*AIM OF THE EXERCISE*
Show each line in the rows below that contains the word "Query", copied in full.

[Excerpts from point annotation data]
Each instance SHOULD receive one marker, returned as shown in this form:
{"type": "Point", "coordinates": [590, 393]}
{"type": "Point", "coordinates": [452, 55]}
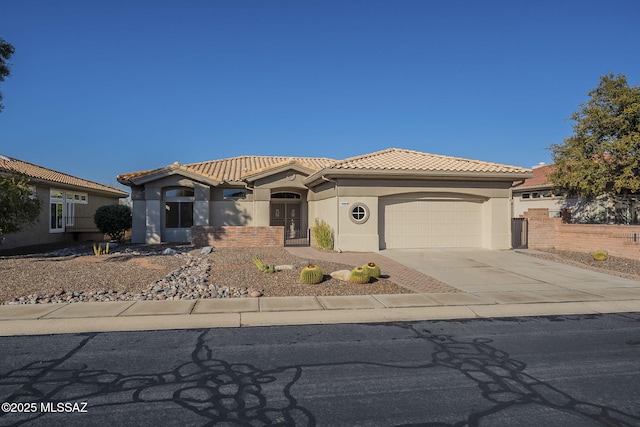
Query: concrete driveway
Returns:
{"type": "Point", "coordinates": [484, 271]}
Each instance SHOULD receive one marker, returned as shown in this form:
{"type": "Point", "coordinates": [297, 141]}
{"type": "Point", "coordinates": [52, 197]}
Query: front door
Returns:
{"type": "Point", "coordinates": [287, 215]}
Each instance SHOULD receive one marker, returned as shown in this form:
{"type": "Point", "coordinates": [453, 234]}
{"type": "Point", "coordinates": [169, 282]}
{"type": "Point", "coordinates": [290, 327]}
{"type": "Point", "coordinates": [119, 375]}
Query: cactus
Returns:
{"type": "Point", "coordinates": [258, 263]}
{"type": "Point", "coordinates": [359, 275]}
{"type": "Point", "coordinates": [311, 274]}
{"type": "Point", "coordinates": [100, 249]}
{"type": "Point", "coordinates": [372, 269]}
{"type": "Point", "coordinates": [600, 255]}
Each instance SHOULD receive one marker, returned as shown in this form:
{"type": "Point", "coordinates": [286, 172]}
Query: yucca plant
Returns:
{"type": "Point", "coordinates": [311, 274]}
{"type": "Point", "coordinates": [372, 269]}
{"type": "Point", "coordinates": [359, 275]}
{"type": "Point", "coordinates": [100, 249]}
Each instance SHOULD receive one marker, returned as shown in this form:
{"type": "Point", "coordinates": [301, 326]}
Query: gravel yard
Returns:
{"type": "Point", "coordinates": [621, 267]}
{"type": "Point", "coordinates": [132, 272]}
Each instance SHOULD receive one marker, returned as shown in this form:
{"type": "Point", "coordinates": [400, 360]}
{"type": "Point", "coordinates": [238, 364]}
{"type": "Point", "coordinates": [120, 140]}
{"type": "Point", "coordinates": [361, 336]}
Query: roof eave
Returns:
{"type": "Point", "coordinates": [164, 173]}
{"type": "Point", "coordinates": [277, 169]}
{"type": "Point", "coordinates": [324, 174]}
{"type": "Point", "coordinates": [114, 192]}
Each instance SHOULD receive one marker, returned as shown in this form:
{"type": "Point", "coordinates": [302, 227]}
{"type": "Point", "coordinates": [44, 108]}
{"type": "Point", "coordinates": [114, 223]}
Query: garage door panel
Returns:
{"type": "Point", "coordinates": [432, 223]}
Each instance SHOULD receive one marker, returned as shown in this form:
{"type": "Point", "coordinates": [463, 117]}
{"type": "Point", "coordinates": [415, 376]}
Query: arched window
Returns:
{"type": "Point", "coordinates": [178, 205]}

*RESULT*
Query: concrete driveway
Query: front door
Query: cactus
Query: yucca plant
Query: gravel yard
Query: roof eave
Query: garage door panel
Query: arched window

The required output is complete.